Your task:
Quote the passage below about lockdown and home schooling in full, word for word, keeping every character unchanged.

Guilty as I feel about admitting this, I like lockdown….maybe too much. And I was really nervous about it. Lots pf people crave the idea of endless days to be filled with pottering. But it fills me with panic and dread….I recall a dim and distant past when that’s how I spent most of my time, but then I had kids and life became….busy. I sddenly found it really hard not to be busy while simultaneously insisting that everyone else be busy too.
I entered lockdown very trepidatiously, as I’m sure most of us did. It’s taken me 20 years with my own family to realise that I struggle with holidays. Not the actual go on holiday and lie on the beach/go for walks/ drink mojitos part of it, but the part when we’re at home, school is off and all routine is out the window. The, here we are, it’s just us! part of the holiday. I’ve begun to realise that while everyone else needs to relax, come down after a busy year, I’m all too often slightly frantic about a perceived lack of activity and a total lack of structure. Hmmmm, so panic set in until I realised I was going to be flat out working from home, phew.
Home school in the sunshine

What then for home schooling? And so, as I’m sure we all know, the juggle began. Douglas and I did shifts of schooling (for about 2 days I attempted maths but it was so demoralising for all concerned, considering I failed my o’grade and have passed these genes around somewhat liberally.)The curriculum swiftly became a bit more creative. The first week was quite lovely, Douglas did music with them in the morning and I did English in the afternoon, in between plently of home ec and PE, otherwise known as making highly calorific/fried snacks every half hour and jumping on the trampoline. My fear of being at home with my family had quickly transformed into thinking we could transmogrify into some hybrid of the Waltons and Little House on the Prairie. By week 2, I was losing my mind. The elder teens were sleeping till 4 and doing none of the helpful things I’d attempted to instigate. The eldest didn’t see the need to help with her sister’s schooling while her dad and I worked. Number 2, a trainee chef, saw no need to help with family meals and I listened to myself, bribe, berate, moan, nag, shout and slam once too often over the next 6 weeks. Now? My expectations have lowered and things are calmer. The eldest isn’t on houseparty quite so often, there’s not quite so many empty cans of neon coloured alcohol under her bed. Number 2 still spends most of his day in bed but then its cycling or fishing,(or so he tells us….) so at least an activity. No one has learned an instrument. Pictures lean against walls un hung. We are not a board game playing family. There have been no great revelations. We have had our ups and downs, but everyone’s mental health has remained fairly buoyant throughout. There have even been some lovely time times.

Entries shown:
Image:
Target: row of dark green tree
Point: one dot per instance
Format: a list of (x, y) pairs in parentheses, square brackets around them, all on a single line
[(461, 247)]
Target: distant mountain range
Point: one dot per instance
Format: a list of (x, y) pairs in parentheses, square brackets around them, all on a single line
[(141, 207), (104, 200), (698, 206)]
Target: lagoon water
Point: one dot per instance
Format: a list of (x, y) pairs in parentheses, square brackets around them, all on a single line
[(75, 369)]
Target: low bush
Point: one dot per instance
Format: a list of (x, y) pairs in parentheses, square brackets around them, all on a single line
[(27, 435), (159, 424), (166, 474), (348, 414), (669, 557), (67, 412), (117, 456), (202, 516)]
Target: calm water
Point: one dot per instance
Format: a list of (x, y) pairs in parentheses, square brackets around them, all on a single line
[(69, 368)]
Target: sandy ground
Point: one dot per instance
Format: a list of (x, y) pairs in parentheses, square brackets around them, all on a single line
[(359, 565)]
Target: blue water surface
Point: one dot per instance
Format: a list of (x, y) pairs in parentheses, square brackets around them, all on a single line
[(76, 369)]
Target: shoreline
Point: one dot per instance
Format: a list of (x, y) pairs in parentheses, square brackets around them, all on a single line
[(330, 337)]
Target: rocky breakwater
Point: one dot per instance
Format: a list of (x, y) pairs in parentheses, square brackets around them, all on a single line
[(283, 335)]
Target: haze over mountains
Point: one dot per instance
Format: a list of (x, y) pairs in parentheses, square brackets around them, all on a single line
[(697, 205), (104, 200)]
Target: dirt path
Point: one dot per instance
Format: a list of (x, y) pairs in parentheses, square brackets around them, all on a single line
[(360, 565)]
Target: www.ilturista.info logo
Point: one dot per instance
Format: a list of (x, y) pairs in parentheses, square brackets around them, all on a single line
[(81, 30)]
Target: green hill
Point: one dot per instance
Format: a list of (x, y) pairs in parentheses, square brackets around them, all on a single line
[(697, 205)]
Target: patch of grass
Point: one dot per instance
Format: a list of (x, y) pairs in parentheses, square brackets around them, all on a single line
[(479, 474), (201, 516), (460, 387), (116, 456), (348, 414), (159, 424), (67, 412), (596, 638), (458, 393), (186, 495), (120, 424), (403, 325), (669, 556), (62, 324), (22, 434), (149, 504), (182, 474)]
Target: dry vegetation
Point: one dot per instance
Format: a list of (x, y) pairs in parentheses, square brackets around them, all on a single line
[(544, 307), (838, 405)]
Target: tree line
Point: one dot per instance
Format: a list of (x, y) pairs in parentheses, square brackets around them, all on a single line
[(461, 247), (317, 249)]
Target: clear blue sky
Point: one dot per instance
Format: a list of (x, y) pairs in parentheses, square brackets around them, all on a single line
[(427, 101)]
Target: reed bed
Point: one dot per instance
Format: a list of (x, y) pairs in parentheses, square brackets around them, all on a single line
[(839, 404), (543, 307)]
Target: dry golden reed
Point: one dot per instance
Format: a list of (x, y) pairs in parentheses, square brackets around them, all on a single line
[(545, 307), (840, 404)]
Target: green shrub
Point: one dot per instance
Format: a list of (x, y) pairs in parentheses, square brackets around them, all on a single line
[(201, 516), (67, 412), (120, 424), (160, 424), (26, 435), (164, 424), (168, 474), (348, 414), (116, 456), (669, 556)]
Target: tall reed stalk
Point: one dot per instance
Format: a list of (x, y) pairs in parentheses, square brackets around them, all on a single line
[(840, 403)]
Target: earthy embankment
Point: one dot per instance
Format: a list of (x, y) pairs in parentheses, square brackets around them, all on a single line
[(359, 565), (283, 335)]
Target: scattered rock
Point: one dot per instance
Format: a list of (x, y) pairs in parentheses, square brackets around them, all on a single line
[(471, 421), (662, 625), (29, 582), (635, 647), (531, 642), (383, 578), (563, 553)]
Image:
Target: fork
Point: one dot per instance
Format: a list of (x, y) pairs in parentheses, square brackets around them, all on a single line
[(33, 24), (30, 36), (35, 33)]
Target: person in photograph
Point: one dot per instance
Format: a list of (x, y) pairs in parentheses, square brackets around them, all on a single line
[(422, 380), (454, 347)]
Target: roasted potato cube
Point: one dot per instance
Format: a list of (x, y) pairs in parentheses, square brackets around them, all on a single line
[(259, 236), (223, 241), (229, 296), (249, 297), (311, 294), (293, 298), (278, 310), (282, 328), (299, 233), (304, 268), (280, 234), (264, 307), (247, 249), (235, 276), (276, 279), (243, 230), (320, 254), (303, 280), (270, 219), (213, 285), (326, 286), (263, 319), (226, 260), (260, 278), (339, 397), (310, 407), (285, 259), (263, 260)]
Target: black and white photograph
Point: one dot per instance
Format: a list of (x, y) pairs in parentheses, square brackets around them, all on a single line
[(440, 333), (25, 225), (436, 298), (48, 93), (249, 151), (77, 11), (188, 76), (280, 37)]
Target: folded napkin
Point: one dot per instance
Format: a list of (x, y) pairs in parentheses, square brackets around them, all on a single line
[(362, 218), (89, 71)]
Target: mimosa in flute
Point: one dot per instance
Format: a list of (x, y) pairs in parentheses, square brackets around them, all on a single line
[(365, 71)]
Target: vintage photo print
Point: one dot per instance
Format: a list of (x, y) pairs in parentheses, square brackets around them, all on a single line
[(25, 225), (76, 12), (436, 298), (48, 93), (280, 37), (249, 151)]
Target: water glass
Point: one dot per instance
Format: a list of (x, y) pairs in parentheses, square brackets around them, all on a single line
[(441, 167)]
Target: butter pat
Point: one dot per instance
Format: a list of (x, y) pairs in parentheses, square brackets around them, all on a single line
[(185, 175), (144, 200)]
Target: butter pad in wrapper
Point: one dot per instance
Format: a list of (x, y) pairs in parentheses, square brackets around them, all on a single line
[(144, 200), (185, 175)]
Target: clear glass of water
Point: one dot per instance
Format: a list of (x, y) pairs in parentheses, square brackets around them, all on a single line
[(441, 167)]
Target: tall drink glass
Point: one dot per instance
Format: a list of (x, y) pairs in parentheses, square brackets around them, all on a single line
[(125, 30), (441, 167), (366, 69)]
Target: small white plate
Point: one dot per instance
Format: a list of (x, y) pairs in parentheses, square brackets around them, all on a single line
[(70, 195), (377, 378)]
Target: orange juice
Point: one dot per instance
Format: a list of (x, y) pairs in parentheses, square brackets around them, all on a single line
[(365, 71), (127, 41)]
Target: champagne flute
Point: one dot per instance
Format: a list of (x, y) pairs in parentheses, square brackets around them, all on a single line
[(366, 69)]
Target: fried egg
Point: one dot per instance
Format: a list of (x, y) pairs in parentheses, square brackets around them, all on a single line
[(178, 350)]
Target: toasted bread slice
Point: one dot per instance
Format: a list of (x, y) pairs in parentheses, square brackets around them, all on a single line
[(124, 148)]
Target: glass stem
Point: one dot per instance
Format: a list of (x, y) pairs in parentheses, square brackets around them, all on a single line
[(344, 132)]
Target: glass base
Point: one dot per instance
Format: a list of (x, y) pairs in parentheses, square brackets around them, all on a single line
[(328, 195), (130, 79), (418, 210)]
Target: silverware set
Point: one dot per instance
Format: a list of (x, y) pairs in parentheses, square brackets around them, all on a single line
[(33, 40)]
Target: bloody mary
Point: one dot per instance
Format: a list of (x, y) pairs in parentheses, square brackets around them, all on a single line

Finished task:
Guilty as I feel about admitting this, I like lockdown….maybe too much. And I was really nervous about it. Lots pf people crave the idea of endless days to be filled with pottering. But it fills me with panic and dread….I recall a dim and distant past when that’s how I spent most of my time, but then I had kids and life became….busy. I sddenly found it really hard not to be busy while simultaneously insisting that everyone else be busy too.
I entered lockdown very trepidatiously, as I’m sure most of us did. It’s taken me 20 years with my own family to realise that I struggle with holidays. Not the actual go on holiday and lie on the beach/go for walks/ drink mojitos part of it, but the part when we’re at home, school is off and all routine is out the window. The, here we are, it’s just us! part of the holiday. I’ve begun to realise that while everyone else needs to relax, come down after a busy year, I’m all too often slightly frantic about a perceived lack of activity and a total lack of structure. Hmmmm, so panic set in until I realised I was going to be flat out working from home, phew.
Home school in the sunshine

What then for home schooling? And so, as I’m sure we all know, the juggle began. Douglas and I did shifts of schooling (for about 2 days I attempted maths but it was so demoralising for all concerned, considering I failed my o’grade and have passed these genes around somewhat liberally.)The curriculum swiftly became a bit more creative. The first week was quite lovely, Douglas did music with them in the morning and I did English in the afternoon, in between plently of home ec and PE, otherwise known as making highly calorific/fried snacks every half hour and jumping on the trampoline. My fear of being at home with my family had quickly transformed into thinking we could transmogrify into some hybrid of the Waltons and Little House on the Prairie. By week 2, I was losing my mind. The elder teens were sleeping till 4 and doing none of the helpful things I’d attempted to instigate. The eldest didn’t see the need to help with her sister’s schooling while her dad and I worked. Number 2, a trainee chef, saw no need to help with family meals and I listened to myself, bribe, berate, moan, nag, shout and slam once too often over the next 6 weeks. Now? My expectations have lowered and things are calmer. The eldest isn’t on houseparty quite so often, there’s not quite so many empty cans of neon coloured alcohol under her bed. Number 2 still spends most of his day in bed but then its cycling or fishing,(or so he tells us….) so at least an activity. No one has learned an instrument. Pictures lean against walls un hung. We are not a board game playing family. There have been no great revelations. We have had our ups and downs, but everyone’s mental health has remained fairly buoyant throughout. There have even been some lovely time times.